* Partes do exercício
a) No discurso do Papa Francisco no Marrocos, a quem ele agradece pelo convite?
b) Transcreva literalmente o trecho do discurso do Papa Francisco no Marrocos que vai de "Viagem do Papa" a "As-Salam Alaikum!".

* Trecho do documento
Na íntegra

Discurso do Papa Francisco ao povo marroquino e às autoridades

Viagem do Papa Francisco ao Marrocos
Encontro com o povo marroquino, as autoridades, a sociedade civil e o corpo diplomático
Esplanada da Mesquita Hassan II
Sábado, 30 de março de 2019

Boletim da Santa Sé

Majestade,
Altezas Reais,
Ilustres Autoridades do Reino de Marrocos,
membros do Corpo Diplomático,
queridos amigos marroquinos,

As-Salam Alaikum!

Estou feliz por pisar o solo deste país, rico de muitas belezas naturais, guardião de vestígios de antigas civilizações e testemunha duma história fascinante. Desejo, antes de mais nada, expressar a minha sincera e cordial gratidão a Sua Majestade Mohammed VI pelo seu amável convite e a calorosa receção que há pouco, em nome de todo o povo marroquino, me reservou, particularmente pelas palavras gentis que me dirigiu.

Esta visita é, para mim, motivo de alegria e gratidão, porque me permite, antes de tudo, descobrir as riquezas da vossa terra, do vosso povo e das vossas tradições e, depois, pela grande oportunidade de promover o diálogo inter-religioso e o conhecimento mútuo entre os fiéis das nossas duas religiões, ao mesmo tempo que recordamos – oitocentos anos depois – o histórico encontro entre São Francisco de Assis e o Sultão al-Malik al-Kamil. Este profético evento demonstra que a coragem do encontro e da mão estendida é um caminho de paz e harmonia para a humanidade nas situações onde o extremismo e o ódio são fatores de divisão e destruição. Além disso, almejo que a estima, o respeito e a colaboração entre nós contribuam para aprofundar os nossos laços de sincera amizade, consentindo que as nossas comunidades preparem um futuro melhor para as novas gerações.

* Dados extraídos
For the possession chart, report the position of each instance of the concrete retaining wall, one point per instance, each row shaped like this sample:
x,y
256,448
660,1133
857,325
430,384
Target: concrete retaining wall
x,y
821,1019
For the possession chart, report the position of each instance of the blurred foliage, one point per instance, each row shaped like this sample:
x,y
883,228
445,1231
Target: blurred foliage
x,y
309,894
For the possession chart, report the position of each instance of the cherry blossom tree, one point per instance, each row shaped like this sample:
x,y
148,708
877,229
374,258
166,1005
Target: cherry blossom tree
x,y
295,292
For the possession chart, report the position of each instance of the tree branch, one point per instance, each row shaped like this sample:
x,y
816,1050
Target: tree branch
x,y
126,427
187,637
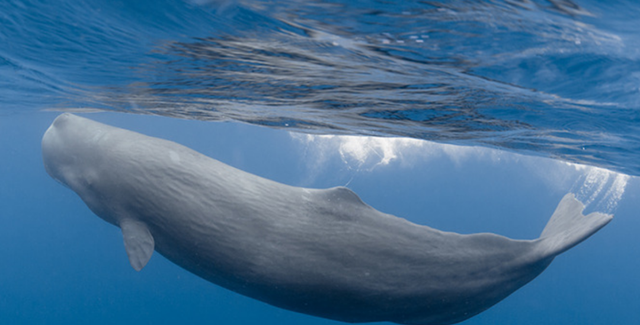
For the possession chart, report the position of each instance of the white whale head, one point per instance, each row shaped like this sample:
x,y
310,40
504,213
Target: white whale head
x,y
70,156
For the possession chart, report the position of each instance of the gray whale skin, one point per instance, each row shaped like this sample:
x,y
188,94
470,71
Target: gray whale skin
x,y
321,252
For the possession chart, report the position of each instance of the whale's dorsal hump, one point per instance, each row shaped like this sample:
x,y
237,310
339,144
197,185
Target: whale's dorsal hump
x,y
344,194
138,242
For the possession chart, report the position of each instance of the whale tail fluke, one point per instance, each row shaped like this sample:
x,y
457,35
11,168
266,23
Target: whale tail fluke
x,y
568,226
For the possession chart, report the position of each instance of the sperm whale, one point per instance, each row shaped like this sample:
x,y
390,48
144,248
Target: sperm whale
x,y
321,252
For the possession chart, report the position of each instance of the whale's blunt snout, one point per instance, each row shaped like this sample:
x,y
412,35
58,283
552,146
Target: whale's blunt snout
x,y
54,143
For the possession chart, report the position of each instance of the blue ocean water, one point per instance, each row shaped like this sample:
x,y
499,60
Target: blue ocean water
x,y
535,79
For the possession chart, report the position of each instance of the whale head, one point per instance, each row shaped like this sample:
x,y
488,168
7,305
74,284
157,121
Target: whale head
x,y
73,156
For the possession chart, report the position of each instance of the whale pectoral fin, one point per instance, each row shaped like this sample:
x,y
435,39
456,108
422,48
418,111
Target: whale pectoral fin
x,y
138,242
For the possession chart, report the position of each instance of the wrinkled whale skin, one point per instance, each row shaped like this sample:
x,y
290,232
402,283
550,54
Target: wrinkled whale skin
x,y
321,252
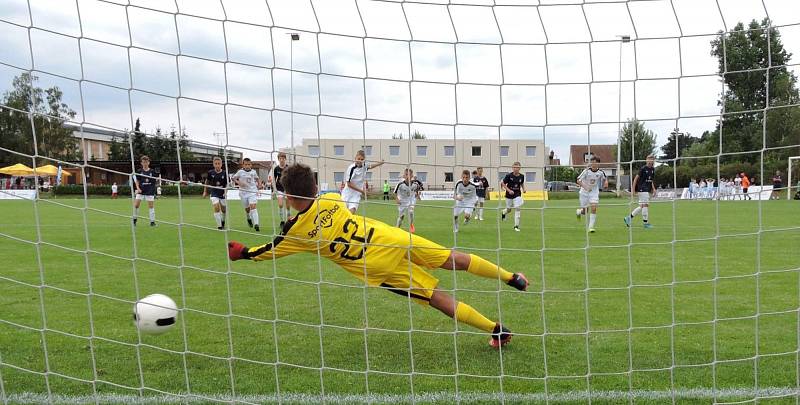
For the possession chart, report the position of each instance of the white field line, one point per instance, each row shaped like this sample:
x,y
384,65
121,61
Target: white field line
x,y
721,396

* Respostas corretas
a) A Sua Majestade Mohammed VI.

b)
Viagem do Papa Francisco ao Marrocos
Encontro com o povo marroquino, as autoridades, a sociedade civil e o corpo diplomático
Esplanada da Mesquita Hassan II
Sábado, 30 de março de 2019

Boletim da Santa Sé

Majestade,
Altezas Reais,
Ilustres Autoridades do Reino de Marrocos,
membros do Corpo Diplomático,
queridos amigos marroquinos,

As-Salam Alaikum!